DO THIS:
Render the following material again verbatim, leaving nothing out.

(Dataset excerpt)
Start
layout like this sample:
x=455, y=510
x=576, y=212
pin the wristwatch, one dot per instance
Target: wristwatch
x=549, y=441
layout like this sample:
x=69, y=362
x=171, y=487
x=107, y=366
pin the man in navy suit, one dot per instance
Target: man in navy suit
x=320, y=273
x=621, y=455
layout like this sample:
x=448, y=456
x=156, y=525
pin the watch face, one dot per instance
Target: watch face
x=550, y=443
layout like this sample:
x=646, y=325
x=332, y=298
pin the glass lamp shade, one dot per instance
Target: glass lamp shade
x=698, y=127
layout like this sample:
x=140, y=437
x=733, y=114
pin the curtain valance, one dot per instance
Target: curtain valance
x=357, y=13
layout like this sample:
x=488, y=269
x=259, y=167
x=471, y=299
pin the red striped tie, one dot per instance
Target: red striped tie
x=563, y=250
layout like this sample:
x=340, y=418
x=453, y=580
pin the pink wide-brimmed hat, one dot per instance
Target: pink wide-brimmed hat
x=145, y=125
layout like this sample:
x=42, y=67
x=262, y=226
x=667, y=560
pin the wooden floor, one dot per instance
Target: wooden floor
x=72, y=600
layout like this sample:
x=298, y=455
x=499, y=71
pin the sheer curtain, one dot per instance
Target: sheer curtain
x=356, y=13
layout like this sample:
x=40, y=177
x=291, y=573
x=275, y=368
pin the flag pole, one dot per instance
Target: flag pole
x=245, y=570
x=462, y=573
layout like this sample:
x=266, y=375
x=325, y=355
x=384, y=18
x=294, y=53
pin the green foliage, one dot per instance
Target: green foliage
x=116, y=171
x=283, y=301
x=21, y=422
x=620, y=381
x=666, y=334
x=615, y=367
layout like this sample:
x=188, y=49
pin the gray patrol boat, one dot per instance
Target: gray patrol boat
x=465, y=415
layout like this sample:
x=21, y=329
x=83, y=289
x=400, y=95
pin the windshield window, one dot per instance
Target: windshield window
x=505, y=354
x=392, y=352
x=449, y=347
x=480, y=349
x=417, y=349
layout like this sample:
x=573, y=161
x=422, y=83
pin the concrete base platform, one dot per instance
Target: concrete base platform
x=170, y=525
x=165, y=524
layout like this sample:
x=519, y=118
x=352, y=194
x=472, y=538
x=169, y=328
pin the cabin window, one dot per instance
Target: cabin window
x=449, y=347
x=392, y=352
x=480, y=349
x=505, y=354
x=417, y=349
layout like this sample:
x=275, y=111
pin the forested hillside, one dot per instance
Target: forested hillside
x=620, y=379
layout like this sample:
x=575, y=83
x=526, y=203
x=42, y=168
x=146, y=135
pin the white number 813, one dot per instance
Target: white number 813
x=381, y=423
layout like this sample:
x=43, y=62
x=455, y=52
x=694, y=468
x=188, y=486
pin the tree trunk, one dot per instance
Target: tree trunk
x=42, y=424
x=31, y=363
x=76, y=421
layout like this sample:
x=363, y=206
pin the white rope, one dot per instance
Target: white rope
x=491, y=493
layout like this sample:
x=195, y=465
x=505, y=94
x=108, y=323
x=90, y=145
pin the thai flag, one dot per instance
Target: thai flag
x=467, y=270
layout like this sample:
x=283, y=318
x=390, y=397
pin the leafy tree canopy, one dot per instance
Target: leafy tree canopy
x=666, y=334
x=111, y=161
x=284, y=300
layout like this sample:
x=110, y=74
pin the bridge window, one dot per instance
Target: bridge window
End
ANSWER TO THIS PROBLEM:
layout like this sample:
x=455, y=510
x=576, y=212
pin the wristwatch, one dot per instance
Target: wristwatch
x=549, y=441
layout like this sample:
x=69, y=362
x=171, y=487
x=107, y=366
pin the man in navy suit, one dot per instance
Target: man in navy suit
x=320, y=273
x=621, y=455
layout like this sample:
x=448, y=456
x=156, y=525
pin the watch face, one dot per instance
Target: watch face
x=550, y=443
layout like this sample:
x=646, y=325
x=332, y=298
pin the glass lamp shade, one dot per instance
Target: glass lamp shade
x=698, y=127
layout like this sample:
x=140, y=437
x=733, y=114
pin the curtain valance, one dot per instance
Target: curtain valance
x=357, y=13
layout like this sample:
x=488, y=269
x=259, y=167
x=471, y=299
pin the red striped tie, one dot per instance
Target: red striped tie
x=563, y=250
layout like this sample:
x=340, y=418
x=453, y=580
pin the pink wide-brimmed hat, one dot per instance
Target: pink wide-brimmed hat
x=145, y=125
layout like this sample:
x=42, y=67
x=262, y=226
x=667, y=560
pin the wooden floor, one dot per instance
Target: wooden floor
x=72, y=600
layout like this sample:
x=298, y=455
x=499, y=71
pin the sheer curtain, one dot per instance
Target: sheer curtain
x=356, y=13
layout like this sample:
x=40, y=177
x=291, y=573
x=275, y=368
pin the flag pole, one dot per instance
Target: flag pole
x=245, y=570
x=462, y=573
layout like this sample:
x=266, y=375
x=325, y=355
x=384, y=18
x=294, y=53
pin the green foliage, one dot per instance
Target: green foliage
x=116, y=171
x=283, y=301
x=21, y=422
x=620, y=381
x=666, y=334
x=615, y=367
layout like this sample:
x=188, y=49
pin the gray patrol boat, one dot per instance
Target: gray patrol boat
x=465, y=415
layout like this sample:
x=21, y=329
x=83, y=289
x=400, y=95
pin the windshield window, one dot per instance
Target: windshield window
x=505, y=354
x=392, y=352
x=449, y=347
x=480, y=349
x=417, y=349
layout like this sample:
x=573, y=161
x=422, y=83
pin the concrete base platform, one dot per instance
Target: concrete base platform
x=170, y=525
x=165, y=524
layout like this sample:
x=519, y=118
x=352, y=194
x=472, y=538
x=169, y=328
pin the cabin window, one dot per instance
Target: cabin window
x=449, y=347
x=392, y=352
x=480, y=349
x=505, y=354
x=417, y=349
layout like this sample:
x=275, y=111
pin the forested hillside, one dot per instance
Target: forested hillside
x=620, y=379
layout like this sample:
x=575, y=83
x=526, y=203
x=42, y=168
x=146, y=135
pin the white number 813, one dot per instance
Target: white number 813
x=381, y=423
layout like this sample:
x=43, y=62
x=455, y=52
x=694, y=468
x=188, y=486
pin the tree trunk, one dot per instance
Target: tree trunk
x=42, y=424
x=31, y=363
x=76, y=421
layout like this sample:
x=363, y=206
pin the white rope, one dot per instance
Target: white rope
x=491, y=493
layout like this sample:
x=195, y=465
x=505, y=94
x=108, y=323
x=90, y=145
pin the thai flag, one dot per instance
Target: thai flag
x=467, y=270
layout like this sample:
x=283, y=318
x=390, y=397
pin the leafy tree canopy, one dot per instance
Target: leafy tree canopy
x=666, y=334
x=111, y=161
x=284, y=300
layout like this sample:
x=110, y=74
pin the bridge window, one dot per instance
Target: bridge window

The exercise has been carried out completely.